■ 問題 1: VR英単語学習に関する文書の冒頭で、VRが利用されるようになったとされている用途をすべて挙げてください。
■ 問題 2: VR英単語学習に関する文書によると、征矢らの実験で運動した直後の正答率は何%でしたか。
■ 問題 3: VR英単語学習と有酸素運動に関する文書を、最後の文の後から書き進めてください。

■ 文書の一節:
···
近年、VRの研究は急激に進み、医療用シミュレーショ
ン、仮想宇宙旅行、競技用トレーニングなど様々な用途で
のVR利用がみられるようになった。本研究では、それら
の中でも特に教育分野へのVR利用に着目する。これまで
も科学実験を疑似体験できる研究や、宇宙誕生の流れを仮
想体験できる研究など、教育分野でも様々な研究が進めら
れている。しかし、その学習内容は専門性の高いものが多
く、学習対象者が少ないという特徴があった。そこで、本
研究ではより多くの人が学習対象者となる英語学習に着目
し、特に学習のモチベーション維持が難しい英単語暗記を
対象に研究を進めることとする。
VR英単語学習を行う上では、学習効率の向上とモチベ
ーション維持が大きな課題である。本研究では、学習効率
の向上には有酸素運動が、またモチベーション維持には
VR・ゲーム要素が適していると考え、それらの要素を含
めたアプリケーションを作成し、実験によりその有効性の
検証を行う。

調査

有酸素運動による学習効果への影響の調査

以前より、低強度の運動をすることで、海馬と周辺皮
質が活発になるという研究結果が多くの動物実験で検証さ
れてきた。近年の研究で、10分程度の軽い運動をするだけ
で、人の脳の海馬が刺激され、記憶能力が向上することが
明らかになっている(征矢ら,2017)。征矢らの実験は、
学生ら36人に10分間自転車をこぐ運動を行わせた後、約
600枚の絵を見せ同じ絵を判別するというものである。運
動の有無で正答率を比較すると、運動した直後の正答率が
36.9%で、安静時の31.4%より5.5%増加するという結果にな
り,この実験結果から短時間の運動で人の記憶力が向上す
るということが確認されている。
···
■ 記録一覧:
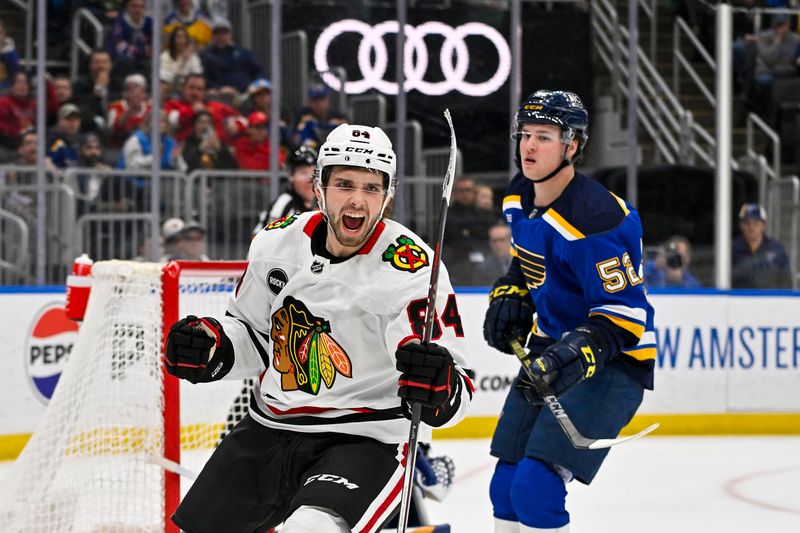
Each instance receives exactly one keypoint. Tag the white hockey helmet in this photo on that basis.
(358, 146)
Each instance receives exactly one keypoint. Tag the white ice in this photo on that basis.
(652, 485)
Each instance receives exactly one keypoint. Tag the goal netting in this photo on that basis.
(97, 460)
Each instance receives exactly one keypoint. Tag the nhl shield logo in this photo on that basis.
(406, 255)
(280, 223)
(303, 350)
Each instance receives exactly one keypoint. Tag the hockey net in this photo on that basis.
(100, 458)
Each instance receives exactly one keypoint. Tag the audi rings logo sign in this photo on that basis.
(373, 57)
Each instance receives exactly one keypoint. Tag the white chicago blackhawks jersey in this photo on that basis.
(321, 334)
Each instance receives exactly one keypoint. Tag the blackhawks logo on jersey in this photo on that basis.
(303, 350)
(406, 255)
(280, 223)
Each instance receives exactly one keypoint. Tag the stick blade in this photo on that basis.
(447, 187)
(600, 444)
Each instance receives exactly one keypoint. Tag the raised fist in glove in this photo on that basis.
(198, 350)
(569, 361)
(510, 313)
(427, 377)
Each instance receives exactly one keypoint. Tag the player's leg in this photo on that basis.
(508, 445)
(539, 497)
(240, 487)
(309, 519)
(355, 478)
(599, 407)
(505, 519)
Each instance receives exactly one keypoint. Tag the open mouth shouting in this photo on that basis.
(352, 223)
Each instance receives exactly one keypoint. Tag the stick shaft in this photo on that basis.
(430, 315)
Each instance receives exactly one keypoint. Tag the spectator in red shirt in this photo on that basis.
(18, 112)
(252, 148)
(180, 113)
(126, 115)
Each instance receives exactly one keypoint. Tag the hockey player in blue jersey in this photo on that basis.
(574, 291)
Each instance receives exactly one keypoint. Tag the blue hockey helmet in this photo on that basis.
(560, 108)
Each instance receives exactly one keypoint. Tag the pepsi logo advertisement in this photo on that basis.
(49, 344)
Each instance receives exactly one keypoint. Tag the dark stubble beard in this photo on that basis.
(347, 240)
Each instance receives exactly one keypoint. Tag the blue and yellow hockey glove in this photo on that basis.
(510, 312)
(575, 357)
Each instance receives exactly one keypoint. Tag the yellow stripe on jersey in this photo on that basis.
(642, 354)
(533, 266)
(621, 203)
(567, 230)
(512, 201)
(634, 327)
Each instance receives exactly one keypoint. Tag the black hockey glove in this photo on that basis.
(510, 313)
(428, 377)
(198, 350)
(569, 361)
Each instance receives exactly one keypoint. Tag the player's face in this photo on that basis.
(354, 197)
(540, 149)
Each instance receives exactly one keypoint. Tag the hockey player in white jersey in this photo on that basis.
(328, 316)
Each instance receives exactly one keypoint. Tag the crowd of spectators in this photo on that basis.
(215, 97)
(216, 115)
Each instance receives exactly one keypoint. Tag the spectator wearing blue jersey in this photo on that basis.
(317, 119)
(574, 294)
(129, 40)
(759, 261)
(670, 269)
(228, 67)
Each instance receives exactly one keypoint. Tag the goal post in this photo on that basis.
(210, 273)
(95, 461)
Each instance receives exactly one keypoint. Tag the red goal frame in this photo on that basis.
(171, 313)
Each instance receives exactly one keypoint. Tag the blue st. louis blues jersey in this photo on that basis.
(581, 259)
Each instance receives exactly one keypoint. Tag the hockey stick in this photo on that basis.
(550, 399)
(171, 466)
(430, 312)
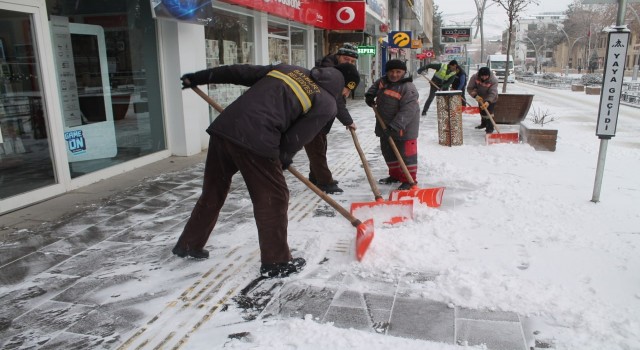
···
■ 解答 1: 医療用シミュレーション、仮想宇宙旅行、競技用トレーニング

■ 解答 2: 36.9%です。

■ 解答 3:
VR環境下での学習の有用性の調査

VR環境下で学習した際に得られるメリットとして、学
習を開始するきっかけになるという点が挙げられる。近年
では、VR機器の普及やメディアでの報道をきっかけに、
VRの知名度が急激に上昇してきている。2019年に実施さ
れたアンケート(TesTee,2019)では、10代20代のいず
れもVRの認知度は約90%となっており、前年比で約20%
も上昇した。また、VRを体験してみたいかというアンケ
ートに対しては、体験したいと答えた人の数が10代20代と
もに90%近くに及び、VRは特に若者の間で興味を持たれ
ているコンテンツといえるだろう。しかし、その一方で
VRというコンテンツに触れたことがない人も多く、「体
験意欲はあるが、きっかけがない」という状態になってい
るのが現状である。そこで、勉強とVRを絡めることで、
VRというコンテンツを学習のきっかけにすることができる
のではないかと考える。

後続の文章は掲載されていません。